[Job 1] Say whether each statement below agrees with the recipe excerpt, answering yes or no and quoting the deciding words of the recipe excerpt: (a) The shrimp cook for 1 minute or until tender. (b) The broth mixture is boiled down to about 1 cup. (c) The fettuccini dish makes 6 servings.
[Job 2] Count the lines of the records that contain the string "bird", and reply with the number alone.

Excerpt start

Pasta and Grains

Fettuccini with Shrimp Sauce (Paul)

1-1/2 cups chicken broth
1/4 cup dry white wine
1/4 teaspoon marjoram, crushed
3/4 pound fresh or frozen shelled shrimp
4 teaspoons cornstarch
1/2 cup skim milk
2 1-ounce slices processed Swiss cheese, cut-up
2 tablespoons snipped chives or chopped green onion tops
4 ounces tomato fettuccini or medium noodles, cooked

In saucepan, combine chicken broth, wine, marjoram and dash of pepper. Bring to boil. Add shrimp. Return to boiling. Cook 1 minute or until shrimp are tender. Remove shrimp. Cover and set aside. Bring broth mixture to full boil and boil until reduced to about 1/2 cup (approximately 20 minutes). Combine cornstarch and milk and add to reduced mixture in saucepan. Cook and stir until thickened and bubbly. Cook and stir 2 minutes longer. Add cheese and chives. Stir until cheese melts. Return shrimp to saucepan and heat through. Serve with pasta. Makes 4 servings.

Risotto (Sheila)

2 tablespoons butter/margarine
2 tablespoons olive oil
1 small to medium-sized onion, chopped
1 clove garlic, minced or pressed
1 cup rice (short grain is better)

Excerpt end
Provided data start

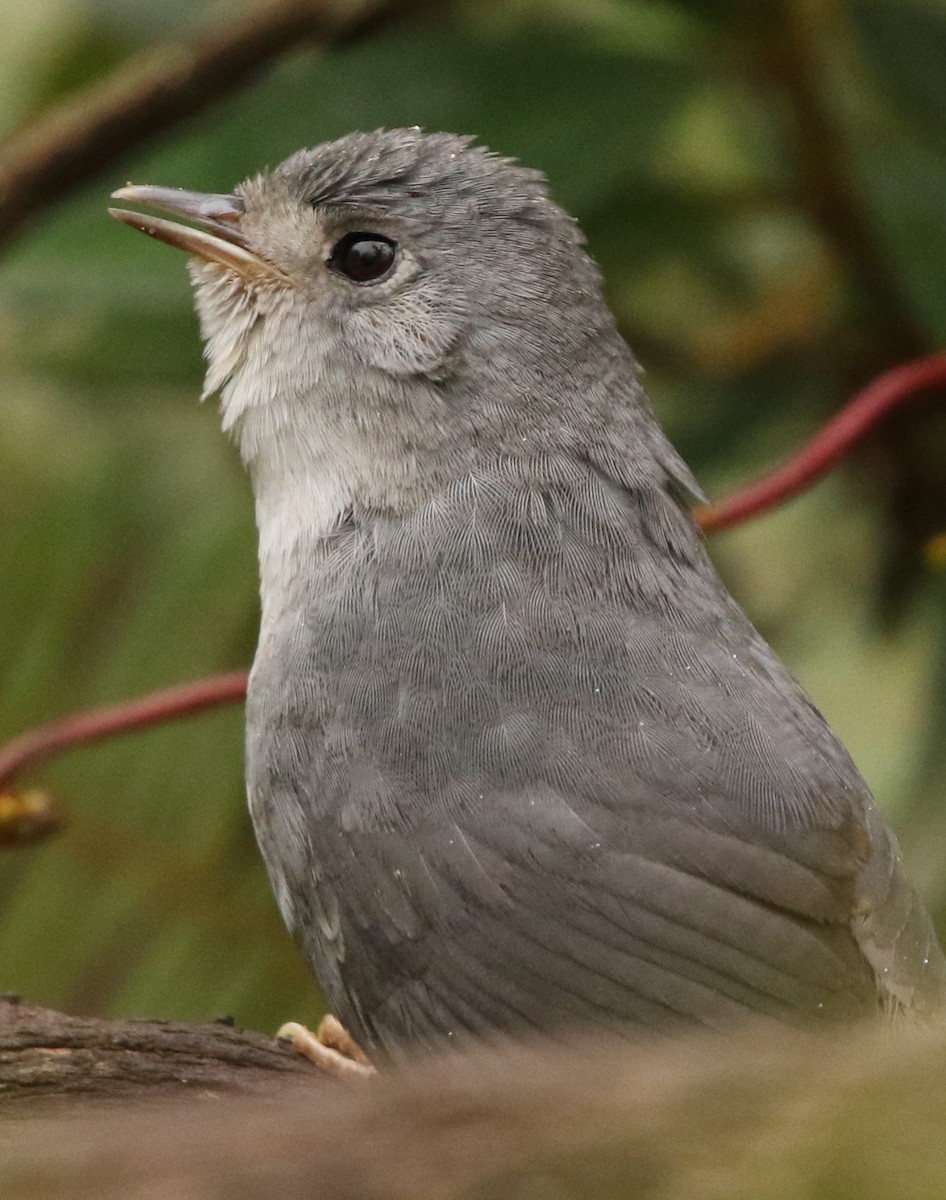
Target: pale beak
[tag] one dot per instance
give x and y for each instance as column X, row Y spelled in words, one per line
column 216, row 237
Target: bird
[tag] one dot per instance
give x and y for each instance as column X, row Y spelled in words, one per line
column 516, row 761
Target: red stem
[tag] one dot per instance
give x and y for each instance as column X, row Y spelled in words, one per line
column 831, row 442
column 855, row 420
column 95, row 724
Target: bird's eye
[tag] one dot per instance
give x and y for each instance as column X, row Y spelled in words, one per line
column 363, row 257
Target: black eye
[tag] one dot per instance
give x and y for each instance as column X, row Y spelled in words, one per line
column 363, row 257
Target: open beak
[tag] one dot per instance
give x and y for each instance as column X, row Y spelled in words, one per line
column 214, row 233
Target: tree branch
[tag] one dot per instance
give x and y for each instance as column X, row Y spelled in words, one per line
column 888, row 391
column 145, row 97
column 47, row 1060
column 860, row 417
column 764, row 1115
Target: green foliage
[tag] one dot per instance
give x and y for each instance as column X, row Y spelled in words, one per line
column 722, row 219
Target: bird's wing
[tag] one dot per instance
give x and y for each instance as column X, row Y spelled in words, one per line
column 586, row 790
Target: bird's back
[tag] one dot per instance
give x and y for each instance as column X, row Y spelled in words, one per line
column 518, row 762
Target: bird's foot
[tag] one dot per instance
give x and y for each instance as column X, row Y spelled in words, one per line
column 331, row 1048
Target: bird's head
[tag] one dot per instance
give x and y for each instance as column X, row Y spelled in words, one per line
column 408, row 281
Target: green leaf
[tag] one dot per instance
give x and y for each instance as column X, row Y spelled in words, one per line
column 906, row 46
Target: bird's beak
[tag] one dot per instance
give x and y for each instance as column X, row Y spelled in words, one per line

Provided data end

[Exercise solution 1]
(a) Yes: "Cook 1 minute or until shrimp are tender."
(b) No: "boil until reduced to about 1/2 cup (approximately 20 minutes)"
(c) No: "Makes 4 servings."

[Exercise solution 2] 7